EXERCISE TASK – Show every line from the entries below that contains the string "sleeve", copying each such line in full.
**********
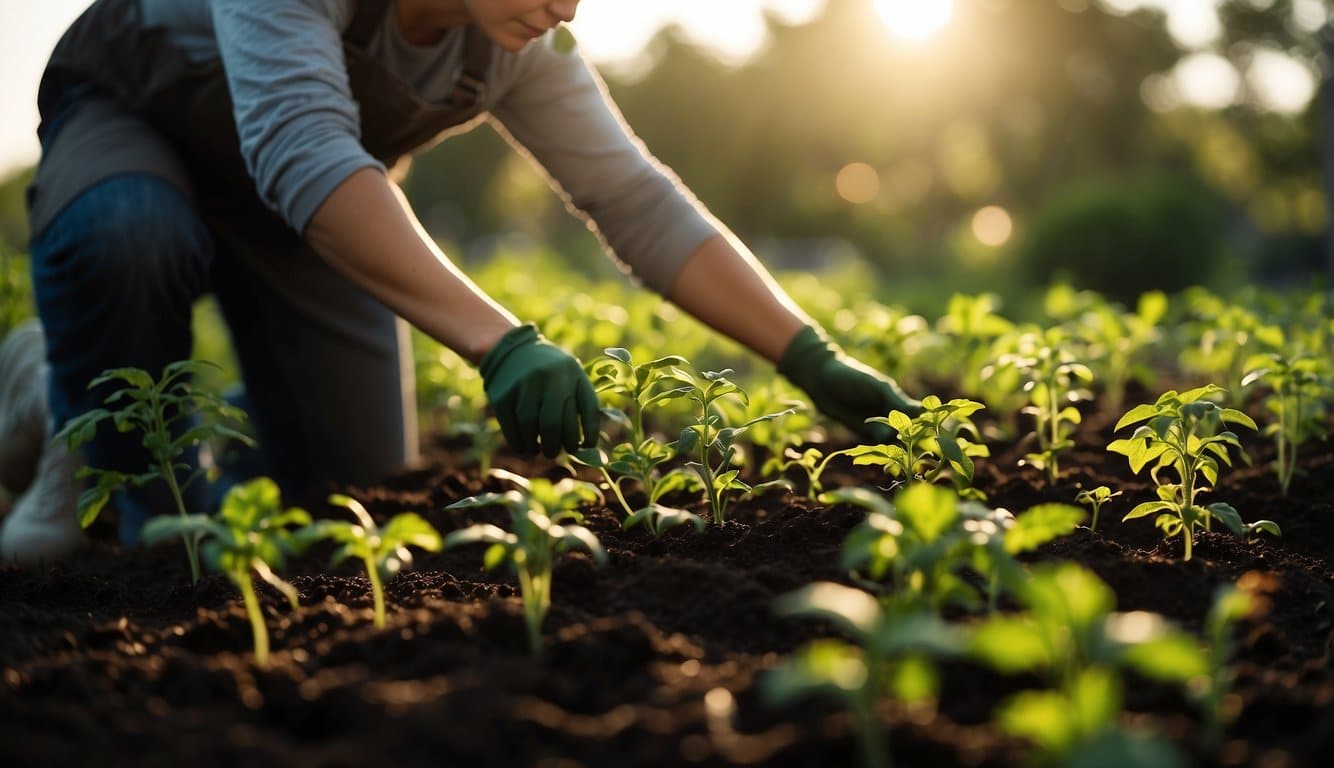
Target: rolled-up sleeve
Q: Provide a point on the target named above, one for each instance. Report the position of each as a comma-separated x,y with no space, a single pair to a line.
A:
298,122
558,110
**********
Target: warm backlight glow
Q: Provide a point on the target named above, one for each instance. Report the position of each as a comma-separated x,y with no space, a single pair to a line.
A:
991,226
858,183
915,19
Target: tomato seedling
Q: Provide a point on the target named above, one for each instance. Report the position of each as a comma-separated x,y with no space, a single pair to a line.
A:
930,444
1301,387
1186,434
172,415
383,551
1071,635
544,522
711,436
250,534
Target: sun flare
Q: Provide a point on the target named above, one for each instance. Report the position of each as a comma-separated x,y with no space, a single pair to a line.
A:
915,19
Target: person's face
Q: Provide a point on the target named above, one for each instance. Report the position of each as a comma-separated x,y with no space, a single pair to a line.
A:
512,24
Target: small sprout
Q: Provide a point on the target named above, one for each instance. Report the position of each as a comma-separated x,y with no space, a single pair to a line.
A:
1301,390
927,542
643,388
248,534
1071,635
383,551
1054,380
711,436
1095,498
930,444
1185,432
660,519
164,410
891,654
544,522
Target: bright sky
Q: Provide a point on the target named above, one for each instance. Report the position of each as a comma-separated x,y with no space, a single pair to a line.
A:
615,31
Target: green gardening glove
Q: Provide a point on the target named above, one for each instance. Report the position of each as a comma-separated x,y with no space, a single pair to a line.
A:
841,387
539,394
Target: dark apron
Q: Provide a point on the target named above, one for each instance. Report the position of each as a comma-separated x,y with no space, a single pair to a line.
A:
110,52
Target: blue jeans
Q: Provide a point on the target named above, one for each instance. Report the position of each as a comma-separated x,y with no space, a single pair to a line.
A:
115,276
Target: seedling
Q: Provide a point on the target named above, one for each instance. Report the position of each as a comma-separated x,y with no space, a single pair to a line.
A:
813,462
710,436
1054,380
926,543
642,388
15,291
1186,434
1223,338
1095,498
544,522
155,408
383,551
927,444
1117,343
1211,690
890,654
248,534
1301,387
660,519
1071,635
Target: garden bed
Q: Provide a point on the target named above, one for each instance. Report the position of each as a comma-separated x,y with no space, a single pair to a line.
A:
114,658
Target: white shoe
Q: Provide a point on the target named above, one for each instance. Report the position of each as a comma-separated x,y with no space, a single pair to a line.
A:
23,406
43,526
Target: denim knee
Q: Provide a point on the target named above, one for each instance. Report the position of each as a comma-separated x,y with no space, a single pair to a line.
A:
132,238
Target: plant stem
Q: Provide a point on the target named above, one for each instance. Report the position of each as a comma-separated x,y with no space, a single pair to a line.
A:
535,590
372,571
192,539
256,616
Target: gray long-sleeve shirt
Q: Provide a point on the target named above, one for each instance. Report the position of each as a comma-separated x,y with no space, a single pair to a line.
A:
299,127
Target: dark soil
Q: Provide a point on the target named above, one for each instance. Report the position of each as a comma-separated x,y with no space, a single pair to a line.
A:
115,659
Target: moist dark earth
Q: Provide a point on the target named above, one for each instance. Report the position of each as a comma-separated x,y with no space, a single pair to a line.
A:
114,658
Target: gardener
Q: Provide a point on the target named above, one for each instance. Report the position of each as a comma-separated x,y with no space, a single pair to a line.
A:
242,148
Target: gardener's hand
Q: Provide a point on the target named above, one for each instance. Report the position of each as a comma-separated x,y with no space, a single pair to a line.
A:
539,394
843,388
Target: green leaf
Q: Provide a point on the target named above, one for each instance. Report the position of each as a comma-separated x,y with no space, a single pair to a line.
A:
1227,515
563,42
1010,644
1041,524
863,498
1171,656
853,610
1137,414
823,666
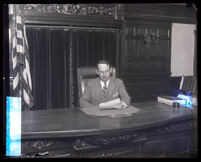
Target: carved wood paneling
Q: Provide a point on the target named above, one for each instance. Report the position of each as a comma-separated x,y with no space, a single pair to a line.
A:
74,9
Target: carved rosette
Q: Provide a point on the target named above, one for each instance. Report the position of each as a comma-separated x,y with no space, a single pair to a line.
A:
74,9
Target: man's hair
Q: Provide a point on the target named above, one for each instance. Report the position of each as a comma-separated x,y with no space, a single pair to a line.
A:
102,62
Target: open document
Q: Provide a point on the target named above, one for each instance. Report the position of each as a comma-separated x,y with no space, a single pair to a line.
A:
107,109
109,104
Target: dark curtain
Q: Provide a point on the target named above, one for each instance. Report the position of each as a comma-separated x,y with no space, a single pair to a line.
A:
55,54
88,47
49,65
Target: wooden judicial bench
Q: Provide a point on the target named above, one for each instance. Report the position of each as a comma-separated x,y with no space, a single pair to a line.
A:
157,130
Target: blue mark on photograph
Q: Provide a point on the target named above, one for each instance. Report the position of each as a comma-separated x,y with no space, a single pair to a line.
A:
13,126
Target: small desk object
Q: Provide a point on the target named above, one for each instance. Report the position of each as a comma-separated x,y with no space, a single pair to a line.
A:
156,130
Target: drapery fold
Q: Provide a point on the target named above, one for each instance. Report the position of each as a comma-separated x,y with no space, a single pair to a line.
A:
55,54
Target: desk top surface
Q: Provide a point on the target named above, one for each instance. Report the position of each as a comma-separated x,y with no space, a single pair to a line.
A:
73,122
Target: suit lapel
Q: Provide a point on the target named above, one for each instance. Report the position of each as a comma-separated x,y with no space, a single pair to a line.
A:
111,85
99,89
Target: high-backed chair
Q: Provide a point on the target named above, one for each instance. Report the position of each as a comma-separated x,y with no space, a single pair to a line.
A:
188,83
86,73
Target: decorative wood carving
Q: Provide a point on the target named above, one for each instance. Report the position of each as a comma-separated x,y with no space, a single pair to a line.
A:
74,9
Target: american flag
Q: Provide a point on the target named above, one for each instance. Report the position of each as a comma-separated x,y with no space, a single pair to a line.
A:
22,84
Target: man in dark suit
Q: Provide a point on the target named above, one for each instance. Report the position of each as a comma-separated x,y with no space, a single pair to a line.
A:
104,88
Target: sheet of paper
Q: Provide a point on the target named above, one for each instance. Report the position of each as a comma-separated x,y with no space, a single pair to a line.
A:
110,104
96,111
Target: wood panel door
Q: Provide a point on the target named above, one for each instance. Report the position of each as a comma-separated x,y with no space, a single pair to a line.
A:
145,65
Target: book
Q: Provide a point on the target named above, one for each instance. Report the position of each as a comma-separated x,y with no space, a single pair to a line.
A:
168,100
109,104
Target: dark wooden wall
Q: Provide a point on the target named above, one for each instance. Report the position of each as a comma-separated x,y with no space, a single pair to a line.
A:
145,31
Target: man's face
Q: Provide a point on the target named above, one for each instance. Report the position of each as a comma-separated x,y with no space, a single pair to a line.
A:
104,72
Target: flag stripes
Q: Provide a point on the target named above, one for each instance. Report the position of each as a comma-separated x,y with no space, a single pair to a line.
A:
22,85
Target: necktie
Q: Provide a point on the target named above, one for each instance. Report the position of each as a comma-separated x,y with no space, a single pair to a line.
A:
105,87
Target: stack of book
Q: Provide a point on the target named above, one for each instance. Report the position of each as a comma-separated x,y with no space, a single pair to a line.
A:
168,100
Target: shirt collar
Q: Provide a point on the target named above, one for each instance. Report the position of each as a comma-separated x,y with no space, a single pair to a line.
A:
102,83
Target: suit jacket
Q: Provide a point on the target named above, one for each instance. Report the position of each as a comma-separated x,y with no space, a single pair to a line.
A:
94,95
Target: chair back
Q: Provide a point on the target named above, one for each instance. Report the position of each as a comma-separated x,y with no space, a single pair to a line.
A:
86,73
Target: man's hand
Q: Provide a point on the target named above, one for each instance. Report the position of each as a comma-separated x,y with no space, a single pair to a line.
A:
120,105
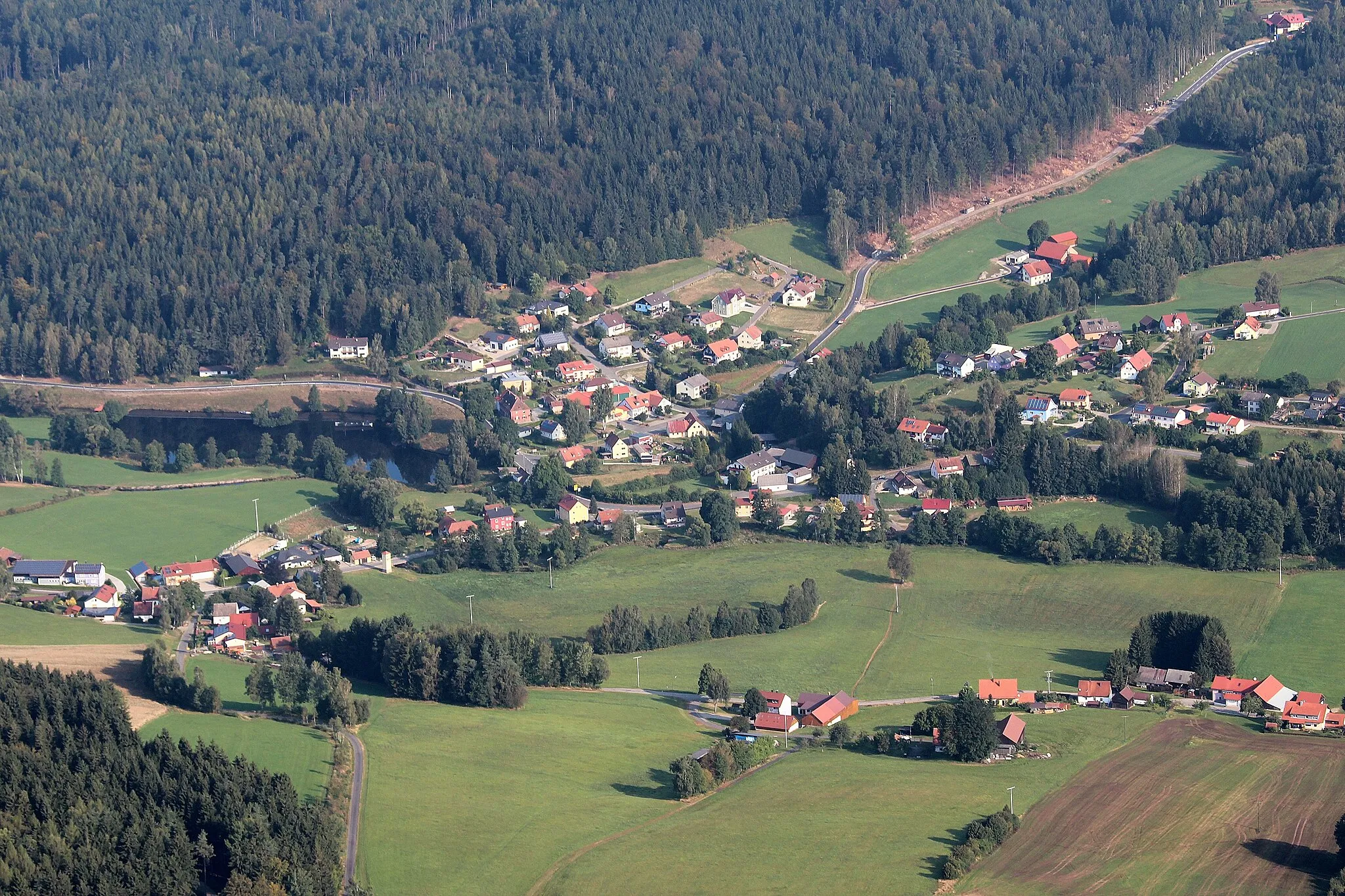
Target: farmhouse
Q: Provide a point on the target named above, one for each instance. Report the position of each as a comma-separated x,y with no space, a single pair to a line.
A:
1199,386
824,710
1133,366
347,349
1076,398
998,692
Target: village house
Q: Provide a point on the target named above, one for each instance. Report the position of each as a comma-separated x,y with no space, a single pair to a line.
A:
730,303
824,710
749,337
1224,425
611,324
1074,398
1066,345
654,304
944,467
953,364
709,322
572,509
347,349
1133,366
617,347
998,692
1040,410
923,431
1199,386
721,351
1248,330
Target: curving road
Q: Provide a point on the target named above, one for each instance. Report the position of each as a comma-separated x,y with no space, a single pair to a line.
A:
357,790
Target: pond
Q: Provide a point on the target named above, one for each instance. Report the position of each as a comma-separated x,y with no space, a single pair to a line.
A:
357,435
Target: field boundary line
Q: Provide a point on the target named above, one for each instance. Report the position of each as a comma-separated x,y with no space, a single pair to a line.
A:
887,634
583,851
**********
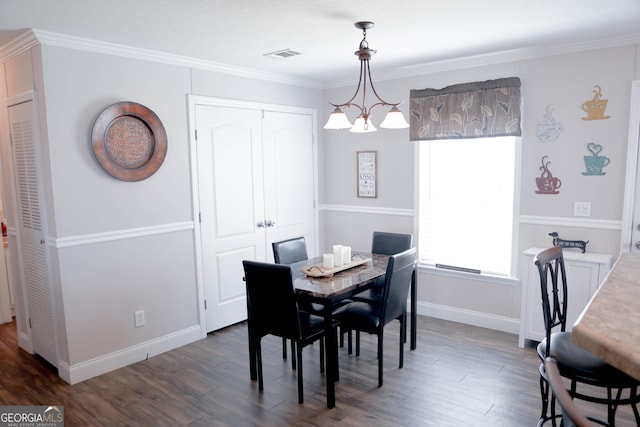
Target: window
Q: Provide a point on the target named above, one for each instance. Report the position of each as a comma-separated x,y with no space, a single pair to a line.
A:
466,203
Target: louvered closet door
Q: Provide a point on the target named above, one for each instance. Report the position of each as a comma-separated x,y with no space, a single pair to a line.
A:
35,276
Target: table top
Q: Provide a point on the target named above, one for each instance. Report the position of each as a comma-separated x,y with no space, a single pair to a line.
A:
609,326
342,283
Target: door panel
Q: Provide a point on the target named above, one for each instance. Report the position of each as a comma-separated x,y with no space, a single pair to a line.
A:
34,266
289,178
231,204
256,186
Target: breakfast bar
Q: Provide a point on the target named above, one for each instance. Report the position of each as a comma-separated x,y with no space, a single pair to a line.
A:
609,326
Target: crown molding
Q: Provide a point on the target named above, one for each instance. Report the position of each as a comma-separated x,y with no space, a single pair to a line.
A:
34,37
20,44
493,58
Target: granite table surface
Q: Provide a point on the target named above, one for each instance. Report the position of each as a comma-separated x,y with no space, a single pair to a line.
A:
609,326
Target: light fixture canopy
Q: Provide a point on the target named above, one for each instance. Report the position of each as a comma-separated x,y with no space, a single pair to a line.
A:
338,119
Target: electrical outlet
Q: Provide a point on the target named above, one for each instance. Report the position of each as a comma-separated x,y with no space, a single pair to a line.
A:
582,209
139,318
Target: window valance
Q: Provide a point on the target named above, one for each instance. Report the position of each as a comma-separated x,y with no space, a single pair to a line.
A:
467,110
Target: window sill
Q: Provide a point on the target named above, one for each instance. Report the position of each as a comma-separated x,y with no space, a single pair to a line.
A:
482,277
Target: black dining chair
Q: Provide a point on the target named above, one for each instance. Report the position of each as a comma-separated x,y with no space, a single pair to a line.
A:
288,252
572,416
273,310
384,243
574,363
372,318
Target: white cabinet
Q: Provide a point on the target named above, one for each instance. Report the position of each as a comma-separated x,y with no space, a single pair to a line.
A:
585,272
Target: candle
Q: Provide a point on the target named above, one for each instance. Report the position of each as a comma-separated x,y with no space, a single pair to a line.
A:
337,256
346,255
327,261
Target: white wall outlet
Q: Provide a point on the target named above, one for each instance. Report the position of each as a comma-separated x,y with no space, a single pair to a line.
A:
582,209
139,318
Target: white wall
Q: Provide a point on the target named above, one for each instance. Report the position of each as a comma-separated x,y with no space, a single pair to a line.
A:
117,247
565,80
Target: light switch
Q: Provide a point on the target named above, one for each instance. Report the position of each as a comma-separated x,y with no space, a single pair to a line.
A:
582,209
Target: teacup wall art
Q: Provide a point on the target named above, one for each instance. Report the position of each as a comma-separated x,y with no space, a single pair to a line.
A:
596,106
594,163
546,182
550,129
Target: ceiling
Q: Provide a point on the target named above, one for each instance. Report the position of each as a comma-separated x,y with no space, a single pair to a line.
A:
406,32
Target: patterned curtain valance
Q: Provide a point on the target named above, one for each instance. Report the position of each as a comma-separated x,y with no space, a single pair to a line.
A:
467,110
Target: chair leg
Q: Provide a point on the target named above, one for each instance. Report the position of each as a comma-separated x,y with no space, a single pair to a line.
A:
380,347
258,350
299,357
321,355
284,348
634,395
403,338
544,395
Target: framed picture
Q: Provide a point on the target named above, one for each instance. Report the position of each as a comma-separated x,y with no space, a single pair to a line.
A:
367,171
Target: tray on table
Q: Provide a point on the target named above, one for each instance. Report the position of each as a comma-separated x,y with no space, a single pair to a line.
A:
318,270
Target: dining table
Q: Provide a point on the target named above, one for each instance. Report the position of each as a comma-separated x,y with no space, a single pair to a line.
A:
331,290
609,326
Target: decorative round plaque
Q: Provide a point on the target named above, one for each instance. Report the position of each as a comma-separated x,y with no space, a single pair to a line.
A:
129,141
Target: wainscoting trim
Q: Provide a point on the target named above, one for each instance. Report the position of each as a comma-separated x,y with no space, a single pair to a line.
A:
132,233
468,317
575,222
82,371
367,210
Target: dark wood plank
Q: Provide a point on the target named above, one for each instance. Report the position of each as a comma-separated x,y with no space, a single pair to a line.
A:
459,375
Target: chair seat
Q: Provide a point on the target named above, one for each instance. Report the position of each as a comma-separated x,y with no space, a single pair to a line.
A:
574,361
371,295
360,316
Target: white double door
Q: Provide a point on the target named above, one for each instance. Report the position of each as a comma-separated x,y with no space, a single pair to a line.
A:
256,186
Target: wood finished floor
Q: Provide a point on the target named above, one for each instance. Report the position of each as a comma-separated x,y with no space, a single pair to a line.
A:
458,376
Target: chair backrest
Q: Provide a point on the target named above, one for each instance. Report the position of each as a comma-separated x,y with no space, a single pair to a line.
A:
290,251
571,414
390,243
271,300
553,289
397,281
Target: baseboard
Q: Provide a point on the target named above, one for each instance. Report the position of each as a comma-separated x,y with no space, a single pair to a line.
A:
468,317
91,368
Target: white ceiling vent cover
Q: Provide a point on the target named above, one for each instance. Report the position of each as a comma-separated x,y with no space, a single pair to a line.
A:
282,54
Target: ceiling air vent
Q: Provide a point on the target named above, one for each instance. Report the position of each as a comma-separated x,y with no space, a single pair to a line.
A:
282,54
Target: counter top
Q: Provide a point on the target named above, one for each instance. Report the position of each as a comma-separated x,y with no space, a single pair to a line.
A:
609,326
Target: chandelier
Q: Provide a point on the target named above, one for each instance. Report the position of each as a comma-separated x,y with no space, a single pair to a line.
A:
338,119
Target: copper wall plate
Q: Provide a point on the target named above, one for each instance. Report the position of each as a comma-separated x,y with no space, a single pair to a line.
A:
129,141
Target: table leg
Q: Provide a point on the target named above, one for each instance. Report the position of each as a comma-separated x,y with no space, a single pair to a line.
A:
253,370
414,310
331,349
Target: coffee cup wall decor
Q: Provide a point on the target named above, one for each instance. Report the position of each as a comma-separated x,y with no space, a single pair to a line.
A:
**********
EXERCISE SOLUTION –
Target: rolled-up sleeve
Target: gray long-sleeve shirt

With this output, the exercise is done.